OBJECTIVES ::
- A) In the article on the new school meal rules, according to the dietician quoted, how many times can it take for children to learn to like a new food item?
- B) Carry the article on the defense of the new school meal rules forward from its final sentence.

ARTICLE ::
The Hagstrom Report

Agriculture News As It Happens


New school meal rules receive widespread defense

Iowa Republican Gov. Terry Branstad, the Food Research & Action Center, and retired and current military officials concerned about obesity have risen to the defense of the school meal rules that some students and Republican officeholders have criticized.

Branstad recently told Radio Iowa that the changes in school lunch menus can help Iowa reach his goal of becoming the healthiest state in the country.

“More home-grown fruits and vegetables and more whole grain items is clearly what is needed, along with good exercise,” Branstad said.

Teresa Nece, a dietician who teaches at Iowa State University, also told Radio Iowa that the menus need time to work.

“In schools we have to teach habits,” Nece said. “To make that type of a change — to increase fruits and vegetables to students — we really have to look at how long does it take a student to learn to like something and science tells us it can takes as many as a dozen times for children to learn to like a new food item.”

DATA ::
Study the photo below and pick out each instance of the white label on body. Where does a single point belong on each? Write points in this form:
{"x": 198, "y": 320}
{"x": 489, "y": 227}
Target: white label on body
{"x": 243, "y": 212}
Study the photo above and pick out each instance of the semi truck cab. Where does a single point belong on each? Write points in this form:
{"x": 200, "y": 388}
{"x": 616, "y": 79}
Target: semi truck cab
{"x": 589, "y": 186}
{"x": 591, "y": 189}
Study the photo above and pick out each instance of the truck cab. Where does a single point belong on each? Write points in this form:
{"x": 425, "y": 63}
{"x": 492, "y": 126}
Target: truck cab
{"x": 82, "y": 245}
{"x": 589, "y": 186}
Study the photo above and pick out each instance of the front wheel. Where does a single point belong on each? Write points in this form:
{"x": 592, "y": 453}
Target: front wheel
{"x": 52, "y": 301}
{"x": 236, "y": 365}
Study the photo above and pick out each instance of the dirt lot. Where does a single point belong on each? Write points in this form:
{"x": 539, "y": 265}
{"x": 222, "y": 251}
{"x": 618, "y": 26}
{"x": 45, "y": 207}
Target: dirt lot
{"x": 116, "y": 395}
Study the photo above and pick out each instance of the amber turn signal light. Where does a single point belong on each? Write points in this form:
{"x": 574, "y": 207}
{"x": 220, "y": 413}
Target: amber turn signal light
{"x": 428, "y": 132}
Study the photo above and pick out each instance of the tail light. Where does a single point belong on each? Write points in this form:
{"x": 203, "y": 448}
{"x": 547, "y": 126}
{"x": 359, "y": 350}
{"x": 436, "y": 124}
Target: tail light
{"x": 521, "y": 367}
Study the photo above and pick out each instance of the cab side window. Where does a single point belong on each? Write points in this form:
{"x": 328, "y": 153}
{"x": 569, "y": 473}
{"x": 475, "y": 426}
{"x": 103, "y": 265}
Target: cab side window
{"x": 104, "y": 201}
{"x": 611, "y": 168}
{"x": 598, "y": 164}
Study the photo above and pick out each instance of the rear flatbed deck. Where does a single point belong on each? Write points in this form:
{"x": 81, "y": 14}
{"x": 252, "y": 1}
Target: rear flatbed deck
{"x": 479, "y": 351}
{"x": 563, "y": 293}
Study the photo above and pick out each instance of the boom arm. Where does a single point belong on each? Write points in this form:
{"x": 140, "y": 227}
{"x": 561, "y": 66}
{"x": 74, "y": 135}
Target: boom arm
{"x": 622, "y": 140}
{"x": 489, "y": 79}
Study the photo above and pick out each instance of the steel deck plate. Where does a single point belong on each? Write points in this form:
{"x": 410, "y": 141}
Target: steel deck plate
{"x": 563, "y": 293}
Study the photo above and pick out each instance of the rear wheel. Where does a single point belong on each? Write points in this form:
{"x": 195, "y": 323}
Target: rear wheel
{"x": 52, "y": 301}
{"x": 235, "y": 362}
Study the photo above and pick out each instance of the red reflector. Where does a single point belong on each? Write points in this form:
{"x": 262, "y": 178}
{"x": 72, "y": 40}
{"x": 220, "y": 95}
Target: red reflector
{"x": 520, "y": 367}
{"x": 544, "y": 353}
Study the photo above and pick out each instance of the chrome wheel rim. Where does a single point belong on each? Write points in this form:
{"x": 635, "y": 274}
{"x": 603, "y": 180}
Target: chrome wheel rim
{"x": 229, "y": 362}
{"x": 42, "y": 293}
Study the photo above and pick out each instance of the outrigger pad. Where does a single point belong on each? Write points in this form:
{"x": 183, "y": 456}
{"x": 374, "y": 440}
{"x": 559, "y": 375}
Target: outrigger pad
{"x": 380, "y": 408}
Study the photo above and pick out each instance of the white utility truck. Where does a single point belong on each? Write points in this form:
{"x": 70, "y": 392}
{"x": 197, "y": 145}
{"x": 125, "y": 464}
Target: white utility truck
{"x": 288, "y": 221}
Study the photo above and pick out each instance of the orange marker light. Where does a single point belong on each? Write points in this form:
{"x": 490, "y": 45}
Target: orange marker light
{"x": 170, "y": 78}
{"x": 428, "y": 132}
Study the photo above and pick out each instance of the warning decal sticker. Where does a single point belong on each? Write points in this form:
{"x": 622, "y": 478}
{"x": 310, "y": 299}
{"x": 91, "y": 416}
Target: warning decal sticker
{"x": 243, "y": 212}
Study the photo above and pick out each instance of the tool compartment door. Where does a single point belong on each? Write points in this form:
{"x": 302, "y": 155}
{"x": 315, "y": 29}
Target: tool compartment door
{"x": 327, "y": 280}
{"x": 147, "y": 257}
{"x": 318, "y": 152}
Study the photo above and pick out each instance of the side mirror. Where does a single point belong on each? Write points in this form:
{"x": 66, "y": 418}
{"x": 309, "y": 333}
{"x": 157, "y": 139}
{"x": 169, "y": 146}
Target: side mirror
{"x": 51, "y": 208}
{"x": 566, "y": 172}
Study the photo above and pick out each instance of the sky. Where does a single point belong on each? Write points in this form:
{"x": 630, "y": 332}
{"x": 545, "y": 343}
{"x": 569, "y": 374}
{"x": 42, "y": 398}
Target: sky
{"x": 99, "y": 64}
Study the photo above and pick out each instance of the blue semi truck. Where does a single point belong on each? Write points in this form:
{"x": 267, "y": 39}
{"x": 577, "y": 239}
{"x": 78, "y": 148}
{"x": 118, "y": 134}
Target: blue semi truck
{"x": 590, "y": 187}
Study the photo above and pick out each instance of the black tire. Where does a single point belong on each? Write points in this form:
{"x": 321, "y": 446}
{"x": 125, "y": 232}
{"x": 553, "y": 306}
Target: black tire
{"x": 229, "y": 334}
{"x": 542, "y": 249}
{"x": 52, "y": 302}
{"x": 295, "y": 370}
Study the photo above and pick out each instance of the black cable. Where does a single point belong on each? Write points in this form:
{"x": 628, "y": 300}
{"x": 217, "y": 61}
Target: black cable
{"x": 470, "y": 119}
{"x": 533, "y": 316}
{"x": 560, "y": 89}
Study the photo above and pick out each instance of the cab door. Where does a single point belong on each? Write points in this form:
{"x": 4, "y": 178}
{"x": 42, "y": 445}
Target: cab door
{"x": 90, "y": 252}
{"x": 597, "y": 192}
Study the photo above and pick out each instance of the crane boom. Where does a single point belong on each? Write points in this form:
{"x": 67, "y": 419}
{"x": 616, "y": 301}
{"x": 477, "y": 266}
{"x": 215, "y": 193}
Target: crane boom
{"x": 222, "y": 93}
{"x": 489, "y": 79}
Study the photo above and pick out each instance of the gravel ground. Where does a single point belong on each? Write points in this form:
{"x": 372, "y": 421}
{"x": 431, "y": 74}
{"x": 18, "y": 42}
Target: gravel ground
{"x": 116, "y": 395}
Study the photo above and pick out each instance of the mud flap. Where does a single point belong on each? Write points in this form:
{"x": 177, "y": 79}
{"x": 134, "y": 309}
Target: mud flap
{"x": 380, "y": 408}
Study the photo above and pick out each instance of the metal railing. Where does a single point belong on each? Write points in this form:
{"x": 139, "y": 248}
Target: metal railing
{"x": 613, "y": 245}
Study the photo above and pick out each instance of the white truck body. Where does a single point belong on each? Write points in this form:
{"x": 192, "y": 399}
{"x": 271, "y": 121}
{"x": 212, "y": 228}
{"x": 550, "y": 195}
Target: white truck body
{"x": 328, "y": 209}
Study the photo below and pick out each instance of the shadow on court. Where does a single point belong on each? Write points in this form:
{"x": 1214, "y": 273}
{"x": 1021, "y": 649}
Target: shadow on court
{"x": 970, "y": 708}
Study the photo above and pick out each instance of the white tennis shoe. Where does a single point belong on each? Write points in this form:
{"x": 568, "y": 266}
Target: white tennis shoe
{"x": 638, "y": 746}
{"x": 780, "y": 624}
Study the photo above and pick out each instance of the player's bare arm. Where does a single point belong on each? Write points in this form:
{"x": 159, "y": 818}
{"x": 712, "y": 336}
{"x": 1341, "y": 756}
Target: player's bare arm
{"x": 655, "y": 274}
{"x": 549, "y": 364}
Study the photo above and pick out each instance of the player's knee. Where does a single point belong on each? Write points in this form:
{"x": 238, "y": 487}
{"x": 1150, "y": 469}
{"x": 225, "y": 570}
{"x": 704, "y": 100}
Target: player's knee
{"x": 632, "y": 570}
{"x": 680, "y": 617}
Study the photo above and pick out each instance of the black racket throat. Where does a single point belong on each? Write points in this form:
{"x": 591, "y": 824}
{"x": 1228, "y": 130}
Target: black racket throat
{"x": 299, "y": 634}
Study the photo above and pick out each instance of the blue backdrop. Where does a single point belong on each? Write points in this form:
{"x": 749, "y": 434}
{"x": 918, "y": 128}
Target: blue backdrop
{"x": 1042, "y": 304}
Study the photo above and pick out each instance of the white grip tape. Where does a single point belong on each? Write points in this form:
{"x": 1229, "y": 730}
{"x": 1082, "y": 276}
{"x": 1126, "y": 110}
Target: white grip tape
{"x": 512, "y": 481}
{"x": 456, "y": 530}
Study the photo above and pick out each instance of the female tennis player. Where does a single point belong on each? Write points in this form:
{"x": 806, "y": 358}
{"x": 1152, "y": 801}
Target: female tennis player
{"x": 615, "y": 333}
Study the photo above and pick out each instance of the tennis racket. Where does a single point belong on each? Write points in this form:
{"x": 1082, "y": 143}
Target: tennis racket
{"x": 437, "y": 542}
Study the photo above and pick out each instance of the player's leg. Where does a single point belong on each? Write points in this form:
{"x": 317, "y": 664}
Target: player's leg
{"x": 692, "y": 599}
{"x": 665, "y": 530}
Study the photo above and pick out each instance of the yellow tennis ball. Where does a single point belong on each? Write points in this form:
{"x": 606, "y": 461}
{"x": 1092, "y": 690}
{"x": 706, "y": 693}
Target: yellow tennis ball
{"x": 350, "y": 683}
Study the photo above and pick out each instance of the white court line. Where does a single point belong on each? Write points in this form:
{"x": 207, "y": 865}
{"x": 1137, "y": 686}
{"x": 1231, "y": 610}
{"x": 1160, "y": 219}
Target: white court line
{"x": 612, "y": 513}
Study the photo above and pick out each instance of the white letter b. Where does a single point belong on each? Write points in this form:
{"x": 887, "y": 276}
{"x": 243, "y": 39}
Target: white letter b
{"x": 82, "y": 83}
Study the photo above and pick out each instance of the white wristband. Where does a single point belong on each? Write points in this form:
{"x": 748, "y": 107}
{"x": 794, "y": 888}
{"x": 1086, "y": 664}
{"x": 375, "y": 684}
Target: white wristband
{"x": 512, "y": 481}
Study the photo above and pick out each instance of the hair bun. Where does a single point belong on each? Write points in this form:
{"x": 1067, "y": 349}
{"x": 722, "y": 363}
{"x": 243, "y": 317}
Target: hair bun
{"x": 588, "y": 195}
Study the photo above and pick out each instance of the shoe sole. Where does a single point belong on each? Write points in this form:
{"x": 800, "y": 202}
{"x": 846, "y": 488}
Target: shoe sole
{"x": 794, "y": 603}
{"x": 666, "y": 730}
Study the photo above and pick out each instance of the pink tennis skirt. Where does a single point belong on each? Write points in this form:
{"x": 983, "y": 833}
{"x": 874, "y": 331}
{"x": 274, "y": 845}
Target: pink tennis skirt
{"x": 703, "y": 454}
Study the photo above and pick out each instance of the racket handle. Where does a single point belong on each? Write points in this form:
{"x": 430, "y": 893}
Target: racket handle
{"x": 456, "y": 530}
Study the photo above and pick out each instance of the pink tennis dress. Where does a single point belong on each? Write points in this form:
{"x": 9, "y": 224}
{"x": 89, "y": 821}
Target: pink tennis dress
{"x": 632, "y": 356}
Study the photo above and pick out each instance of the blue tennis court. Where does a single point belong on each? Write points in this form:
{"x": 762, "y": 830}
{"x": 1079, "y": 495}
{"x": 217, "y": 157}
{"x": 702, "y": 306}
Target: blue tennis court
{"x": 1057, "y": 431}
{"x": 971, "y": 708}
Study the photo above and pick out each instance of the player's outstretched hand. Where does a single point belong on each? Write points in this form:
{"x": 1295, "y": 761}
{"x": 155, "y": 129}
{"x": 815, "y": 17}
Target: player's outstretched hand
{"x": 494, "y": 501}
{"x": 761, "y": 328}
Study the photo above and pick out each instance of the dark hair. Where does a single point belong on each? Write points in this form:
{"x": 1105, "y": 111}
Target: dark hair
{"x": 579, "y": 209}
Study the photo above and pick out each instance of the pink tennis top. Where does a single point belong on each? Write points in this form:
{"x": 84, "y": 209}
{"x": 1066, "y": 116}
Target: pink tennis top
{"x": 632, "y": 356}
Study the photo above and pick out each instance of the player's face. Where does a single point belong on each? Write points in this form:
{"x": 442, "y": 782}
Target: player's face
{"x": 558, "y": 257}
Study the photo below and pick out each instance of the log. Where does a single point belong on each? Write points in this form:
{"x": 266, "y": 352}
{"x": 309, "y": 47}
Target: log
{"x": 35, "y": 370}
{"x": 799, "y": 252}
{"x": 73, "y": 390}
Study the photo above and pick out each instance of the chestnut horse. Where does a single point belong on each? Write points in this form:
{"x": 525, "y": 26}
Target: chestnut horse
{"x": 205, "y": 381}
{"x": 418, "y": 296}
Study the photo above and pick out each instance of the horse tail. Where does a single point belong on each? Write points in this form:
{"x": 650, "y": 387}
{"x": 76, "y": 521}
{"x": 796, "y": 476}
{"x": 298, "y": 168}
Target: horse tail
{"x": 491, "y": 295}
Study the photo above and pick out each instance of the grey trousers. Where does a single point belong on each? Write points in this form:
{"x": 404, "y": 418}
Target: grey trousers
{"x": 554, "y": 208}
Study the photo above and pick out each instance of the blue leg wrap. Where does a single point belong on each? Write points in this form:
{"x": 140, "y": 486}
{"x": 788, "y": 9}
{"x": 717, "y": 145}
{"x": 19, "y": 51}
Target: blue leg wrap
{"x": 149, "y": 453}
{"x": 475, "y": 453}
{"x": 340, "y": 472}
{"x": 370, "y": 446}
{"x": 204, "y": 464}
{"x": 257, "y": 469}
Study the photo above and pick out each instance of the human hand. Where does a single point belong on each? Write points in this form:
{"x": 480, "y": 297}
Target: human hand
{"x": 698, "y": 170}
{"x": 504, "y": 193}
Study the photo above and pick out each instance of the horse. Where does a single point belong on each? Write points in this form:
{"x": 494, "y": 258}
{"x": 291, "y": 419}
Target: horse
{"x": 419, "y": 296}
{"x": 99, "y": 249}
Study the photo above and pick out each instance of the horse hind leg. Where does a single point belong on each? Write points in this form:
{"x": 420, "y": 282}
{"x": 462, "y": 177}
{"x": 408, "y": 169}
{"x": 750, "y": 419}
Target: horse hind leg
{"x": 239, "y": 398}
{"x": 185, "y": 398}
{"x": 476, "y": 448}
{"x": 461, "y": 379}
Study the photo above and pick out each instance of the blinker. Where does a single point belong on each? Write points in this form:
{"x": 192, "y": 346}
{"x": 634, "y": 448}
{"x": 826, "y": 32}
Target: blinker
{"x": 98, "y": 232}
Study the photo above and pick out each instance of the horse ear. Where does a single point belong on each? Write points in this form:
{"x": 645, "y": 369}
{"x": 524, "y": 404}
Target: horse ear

EXERCISE RESPONSES ::
- A) As many as a dozen times.

- B)
Branstad also announced his support for a bill introduced by Rep. Tom Latham, R-Iowa, to provide loans to schools to upgrade their kitchens.

Latham, who is in a tight re-election race with Rep. Leonard Boswell, D-Iowa, said that the school lunch rules are “a work in progress,” but that the obesity problem needs to be addressed because too many young people cannot qualify for the military.

The Food Research & Action Center said in a news release that the bill by Reps. Tim Huelskamp, R-Kan., and Steve King, R-Iowa, to repeal the new school nutrition guidelines and any other attempt to outlaw the setting of calorie limits are “misguided, ignore science and good sense, neglect to acknowledge that children can now get additional servings of fruits and vegetables, and risk the future health of America’s school children.”

FRAC’s September 27 statement is important because the organization is known much more for its campaigns to provide money for low-income people to buy food than for healthy-eating advocacy. FRAC, for example, has opposed attempts to impose limits on what food stamp beneficiaries can buy.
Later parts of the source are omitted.